◆ YOUR OBJECTIVE: Report every line of the items below that contains the word "blanket", copying each line in full. Matching is case-sensitive.

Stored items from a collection
——
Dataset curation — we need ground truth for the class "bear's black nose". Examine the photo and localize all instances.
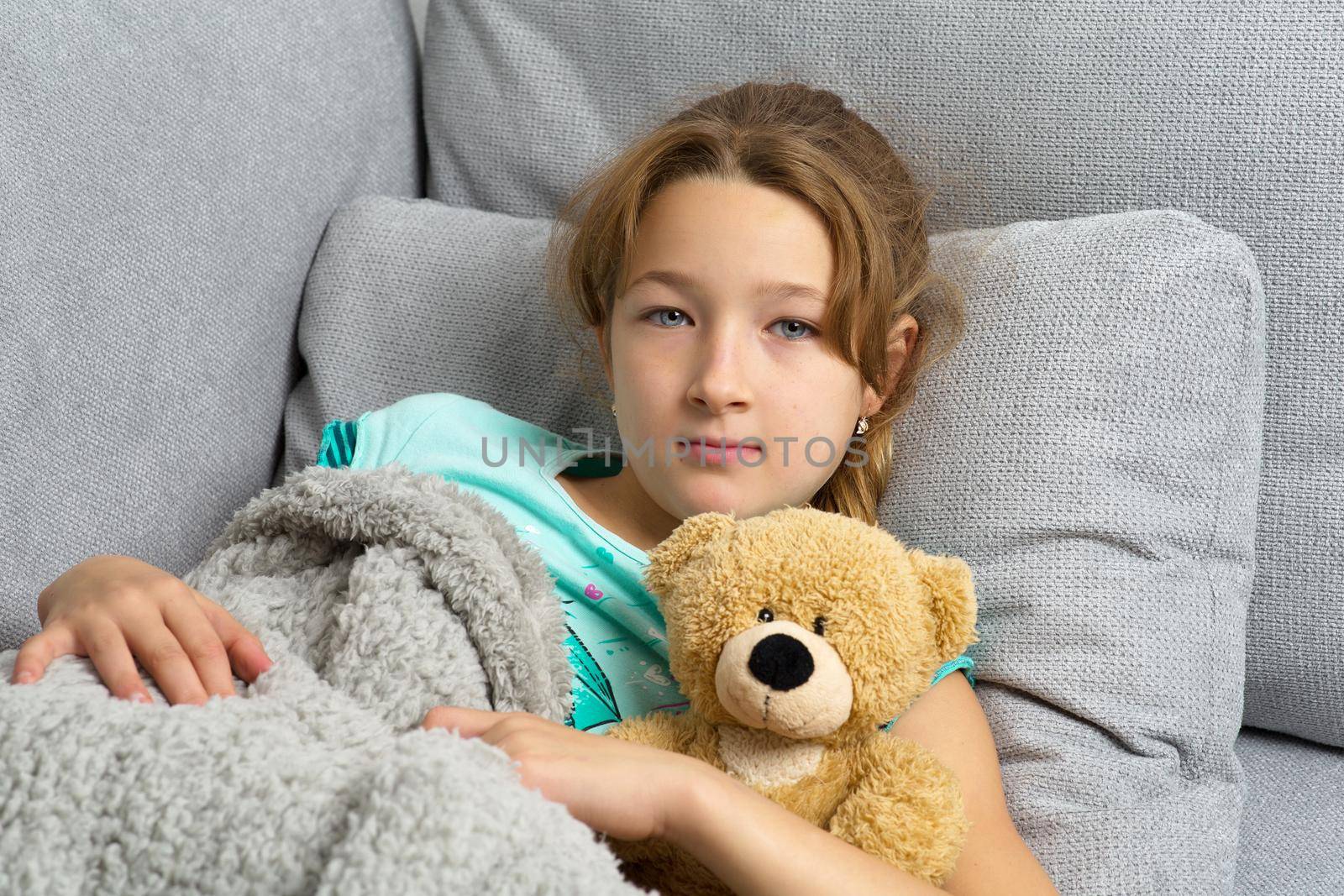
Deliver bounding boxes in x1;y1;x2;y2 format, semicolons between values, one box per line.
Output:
748;634;816;690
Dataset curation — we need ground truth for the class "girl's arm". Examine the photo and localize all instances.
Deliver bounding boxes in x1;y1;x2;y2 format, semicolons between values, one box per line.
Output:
665;674;1059;896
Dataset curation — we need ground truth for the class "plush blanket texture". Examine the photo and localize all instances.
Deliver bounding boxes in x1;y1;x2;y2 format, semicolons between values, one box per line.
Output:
0;464;643;896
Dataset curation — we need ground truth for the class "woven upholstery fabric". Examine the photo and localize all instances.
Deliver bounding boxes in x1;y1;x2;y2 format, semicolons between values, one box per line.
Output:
0;0;423;649
285;197;1265;893
1236;728;1344;896
425;0;1344;744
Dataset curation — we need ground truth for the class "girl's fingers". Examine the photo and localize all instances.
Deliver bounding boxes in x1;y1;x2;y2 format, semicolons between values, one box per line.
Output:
193;589;271;684
156;600;235;703
76;616;161;703
9;625;76;684
421;706;506;737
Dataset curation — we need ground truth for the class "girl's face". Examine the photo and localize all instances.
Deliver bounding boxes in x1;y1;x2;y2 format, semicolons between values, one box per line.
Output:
598;174;914;520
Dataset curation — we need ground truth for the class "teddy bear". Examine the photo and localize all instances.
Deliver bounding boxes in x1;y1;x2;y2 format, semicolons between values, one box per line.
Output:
605;505;979;896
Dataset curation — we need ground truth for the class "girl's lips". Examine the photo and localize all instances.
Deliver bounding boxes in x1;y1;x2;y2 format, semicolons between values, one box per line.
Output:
687;442;761;466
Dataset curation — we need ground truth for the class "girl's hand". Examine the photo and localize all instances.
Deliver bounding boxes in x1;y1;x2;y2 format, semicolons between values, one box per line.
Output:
11;553;271;705
421;706;712;840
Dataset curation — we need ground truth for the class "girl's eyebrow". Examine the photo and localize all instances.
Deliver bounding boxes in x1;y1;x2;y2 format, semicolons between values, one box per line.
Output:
627;270;827;305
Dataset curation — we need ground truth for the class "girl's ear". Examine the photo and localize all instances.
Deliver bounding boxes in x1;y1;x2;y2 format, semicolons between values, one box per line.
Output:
910;548;979;665
643;511;737;596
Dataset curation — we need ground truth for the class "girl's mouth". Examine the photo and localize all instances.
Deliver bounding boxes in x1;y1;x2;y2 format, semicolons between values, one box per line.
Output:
687;442;761;466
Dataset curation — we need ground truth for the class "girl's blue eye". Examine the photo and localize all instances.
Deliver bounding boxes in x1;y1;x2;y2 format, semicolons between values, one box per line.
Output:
647;307;685;327
774;318;817;343
643;307;817;343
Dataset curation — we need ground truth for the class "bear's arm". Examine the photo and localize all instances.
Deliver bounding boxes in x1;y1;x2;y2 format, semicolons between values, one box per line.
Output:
827;735;970;887
602;712;719;767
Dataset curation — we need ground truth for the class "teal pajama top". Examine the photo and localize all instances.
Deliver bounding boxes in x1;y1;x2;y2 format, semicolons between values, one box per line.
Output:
318;392;976;733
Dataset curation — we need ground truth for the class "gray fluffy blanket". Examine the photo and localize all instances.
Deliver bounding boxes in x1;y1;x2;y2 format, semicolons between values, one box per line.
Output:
0;464;643;896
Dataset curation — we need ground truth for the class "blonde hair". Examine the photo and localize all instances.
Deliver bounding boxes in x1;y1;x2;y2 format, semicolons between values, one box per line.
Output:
546;81;965;525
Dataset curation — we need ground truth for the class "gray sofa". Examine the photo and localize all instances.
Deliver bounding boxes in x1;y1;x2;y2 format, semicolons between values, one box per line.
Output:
0;0;1344;893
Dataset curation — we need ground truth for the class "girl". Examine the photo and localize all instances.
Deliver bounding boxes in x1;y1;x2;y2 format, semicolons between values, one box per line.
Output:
15;82;1055;896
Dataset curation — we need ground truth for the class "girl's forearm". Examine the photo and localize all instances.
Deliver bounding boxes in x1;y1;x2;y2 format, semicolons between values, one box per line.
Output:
665;766;946;896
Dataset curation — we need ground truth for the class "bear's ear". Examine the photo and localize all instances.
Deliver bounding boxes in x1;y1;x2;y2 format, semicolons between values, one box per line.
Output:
643;511;737;596
910;548;979;663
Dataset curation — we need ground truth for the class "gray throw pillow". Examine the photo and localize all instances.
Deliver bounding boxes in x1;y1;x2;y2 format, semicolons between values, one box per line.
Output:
277;196;1265;893
0;0;423;650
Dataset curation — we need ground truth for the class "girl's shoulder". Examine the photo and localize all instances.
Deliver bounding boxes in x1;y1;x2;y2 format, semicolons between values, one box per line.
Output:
——
◆ EXERCISE RESPONSE:
Dataset curation — we need ground truth for the class "plush blanket texture". Examine the photo and localize all instances.
Dataset curation — we need ground truth for the class "gray fluffy blanket". Examine the photo and localize all instances.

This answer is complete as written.